■ TEXT TO READ
Sunday, Dec. 18 - 4th Sunday of Advent
Jesus Mary Joseph
George Mason
Senior Pastor

Luke 1:26-38
December 18, 2005 - 

Jesus Mary Joseph! Depends upon how you say it as to what you mean by it. Jesus Mary Joseph with a dose of disgust in your tone sounds like you are appealing to some higher moral authority to judge your teenage son for talking back. Jesus Mary Joseph with a bit of a lilt in your voice sounds more like the awe and wonder of seeing the ’69 Amazing Mets win the World Series. 

Well, it’s not just confusing that we use these three names as one in more than one way; it’s also that they offer us a confusing picture of what we are and ought to be. We call these three the Holy Family and are drawn to them in such powerful ways that our art and culture are indebted to them as much as our salvation.

Michelangelo only once painted the Holy Family—his so-called Tondo Doni. The remarkable Mannerist work hangs in the Uffizi Gallery in Florence . It is classic Michelangelo: brilliant colors, figures that look more sculpted than painted, swirling movement in the poses, and symbolism subtle and profound. The artist has Jesus playfully lighted upon his mother’s shoulder, with his carpenter father behind them providing structure, making sure the child doesn’t fall. Behind them at some distance is a wall against which a row of nudes stands, representing the pagan ideal of human form. Between the pagan culture and the Holy Family is the infant John the Baptist. Michelangelo is saying that if anyone wants to find fulfillment in their humanity, they must pass through baptism into the life of the Holy Family of God. You cannot find eternal life apart from entering into this sacred relationship.

It is all quite beautifully done. But sometimes the things that are meant to call us upward drag us downward. It’s the work of the Evil One among us, I think, that we look at the Holy Family, for instance, and instead of seeing their virtue and being drawn to it, we feel our own distance from them and are undone by it. We idealize the Holy Family in our imagination, in our nativity scenes and paintings. Most of all, we think of them as the model traditional family. But it doesn’t matter how perfect you try to make your family, you will always come up short of the ideal you measure yourself against.

Some of you are already going through that this Christmas season. You’ve got some picture in your mind about what Christmas is supposed to be, about the perfect family gathering, with all the old rituals being perfectly performed. You imagine everyone gushing on and on about what a perfect gift they received, about the perfect peace on earth and good will that prevails around the hearth, about the perfect turkey and all the trimmings that will make it a meal your dear departed grandmother would surely approve of. And already you know it’s not shaping up that way. The stress is building. The family is growing up and maybe growing apart. Maybe you are fresh out of family altogether. Every Christmas carol only makes you feel the loss all the more. You are grudgingly trying to adjust.

But is any of that fair to anyone? I am not even sure it is fair to the Holy Family. Shakespeare said, Expectation is the root of all heartache. And Thomas Fuller observed, Good is not good when better is expected. Well, comparing the real to the ideal will always be a losing exercise. But is Christmas really about the ideal? I hardly think so. The whole point of it seems precisely to be that God enters the real world, blesses it thereby, frees us from our sins, and relieves us of our heartache for not being perfect.

■ DATASET EXTRACT
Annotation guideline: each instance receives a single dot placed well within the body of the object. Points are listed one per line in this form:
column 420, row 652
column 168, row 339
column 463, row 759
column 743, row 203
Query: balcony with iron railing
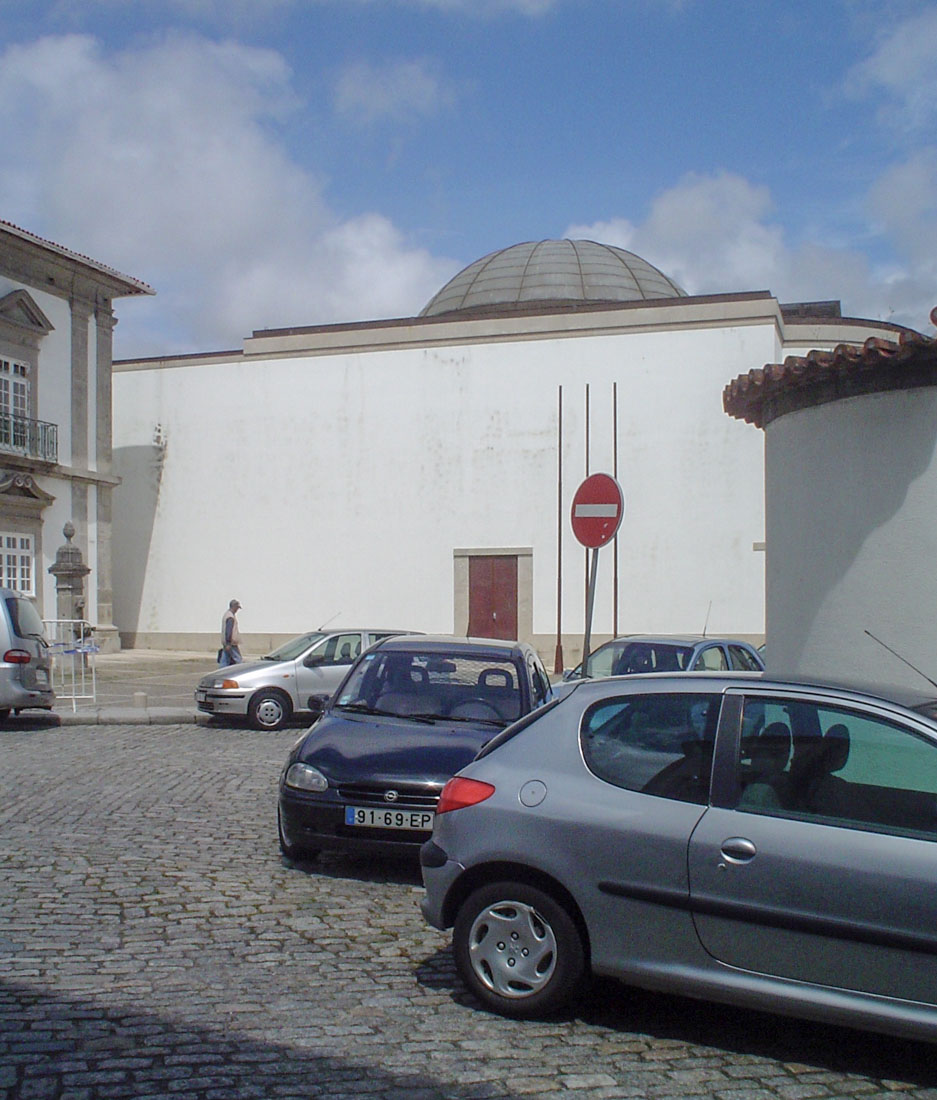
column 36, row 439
==
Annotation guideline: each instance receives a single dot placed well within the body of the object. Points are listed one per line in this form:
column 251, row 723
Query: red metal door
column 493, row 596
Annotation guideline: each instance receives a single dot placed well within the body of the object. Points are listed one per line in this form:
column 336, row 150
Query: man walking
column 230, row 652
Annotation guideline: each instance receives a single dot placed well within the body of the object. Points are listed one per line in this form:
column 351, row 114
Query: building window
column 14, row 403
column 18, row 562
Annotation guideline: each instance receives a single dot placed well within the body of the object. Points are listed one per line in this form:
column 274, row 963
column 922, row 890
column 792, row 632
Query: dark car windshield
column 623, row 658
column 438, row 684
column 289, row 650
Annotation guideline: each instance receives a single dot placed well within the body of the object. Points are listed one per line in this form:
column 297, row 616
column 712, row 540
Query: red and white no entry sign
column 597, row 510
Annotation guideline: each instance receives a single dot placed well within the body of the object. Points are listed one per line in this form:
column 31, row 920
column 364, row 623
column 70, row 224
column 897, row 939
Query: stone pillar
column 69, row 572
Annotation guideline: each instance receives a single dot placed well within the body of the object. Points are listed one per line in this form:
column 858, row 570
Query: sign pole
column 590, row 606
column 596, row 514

■ WHAT IS ASKED
1. Check each statement against the Holy Family sermon above. For each, answer yes or no and quote the exact words that decide it. (a) Michelangelo painted the Holy Family more than once. (b) The Tondo Doni hangs in the Uffizi Gallery in Florence. (c) In the painting, the infant John the Baptist is placed between the pagan culture and the Holy Family.
2. In the Holy Family sermon, what does the row of nudes against the wall in Michelangelo's painting represent?

■ LIST OF SOLUTIONS
1.
(a) No: "Michelangelo only once painted the Holy Family—his so-called Tondo Doni."
(b) Yes: "The remarkable Mannerist work hangs in the Uffizi Gallery in Florence"
(c) Yes: "Between the pagan culture and the Holy Family is the infant John the Baptist."

2. The pagan ideal of human form.